CONSIGNE:
Relevez, dans l'extrait source sur l'opéra Cassandra, chaque personnage désigné par un nom propre dans les paragraphes rédigés à partir de « Le personnage mythologique de Cassandre » jusqu'à la fin.

EXTRAIT SOURCE:
⁂

Cassandra (Bernard Foccroulle - le 10 septembre 2023, La Monnaie de Bruxelles)
Livret Matthew Jocelyn
Représentation du 17 septembre 2023
Théâtre Royal de La Monnaie

Cassandra Katarina Bradíc
Sandra Jessica Niles
Hecuba / Victoria Susan Bickley
Naomi Sarah Défrise
Blake Paul Appleby
Apollo Joshua Hopkins
Priam / Alexander Gidon Saks
Marjorie Sandrine Mairesse
Présentatrice Lisa Willems

Direction musicale Kazushi Ono
Mise en scène Marie-Eve Signeyrole (2023)
Création mondiale

                                                                     Katarina Bradíc (Cassandra) et Joshua Hopkins (Apollo)

Successeur de Gerard Mortier à la direction du Théâtre Royal de La Monnaie de 1992 à 2007, puis successeur de Stéphane Lissner à la direction du Festival d'Aix-en-Provence de 2007 à 2018, Bernard Foccroulle a eu l’occasion de passer commande d’une trentaine d’œuvres lyriques, mais est avant tout un musicien, organiste de formation, qui a aussi composé nombre de pièces vocales et instrumentales.

Pour la première fois, il s’attache lui-même à la composition d’un opéra et s’associe à Matthew Jocelyn, directeur de 2009 à 2017 de la compagnie théâtrale contemporaine ‘Canadian Stage’, qui en a écrit le livret sur la base d’une des problématiques majeures du réchauffement climatique d’origine humaine, l’exploitation des énergies fossiles.

Jessica Niles (Sandra)

Jessica Niles (Sandra)

Le personnage mythologique de Cassandre est d’abord introduit pour rappeler la catastrophe de la prise de Troie par les Grecs, dont on estime qu’elle a pu se produire vers – 1250 av J.-C, et pour symboliser la malédiction de cette femme condamnée par Apollon à ne pas être écoutée et crue.

Puis, un autre personnage, contemporain cette fois, apparaît sous la forme d’une activiste écologique dénommée Sandra, qui intervient pour lancer un débat avec son public, puis son père et sa mère, respectivement acteurs de l’industrie d’exploitation et du monde financier, lors d’un dîner familial fort mouvementé, passionnant et parfois même très drôle.

Katarina Bradíc (Cassandra)

Katarina Bradíc (Cassandra)

La rencontre avec Blake, qui deviendra son fiancé, porte en elle les angoisses des générations actuelles qui se demandent s’il est raisonnable d’avoir des enfants. A l’inverse, Naomi, la sœur de Sandra, résiste à ce catastrophisme, mais en est indirectement punie par la perte de son enfant.

⁂

BLOC DE DONNÉES:
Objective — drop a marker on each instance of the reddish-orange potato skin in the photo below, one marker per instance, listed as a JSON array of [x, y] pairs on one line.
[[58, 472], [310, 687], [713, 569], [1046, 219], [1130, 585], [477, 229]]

⁂

CORRIGÉ:
Cassandre, Apollon, Sandra, Blake, Naomi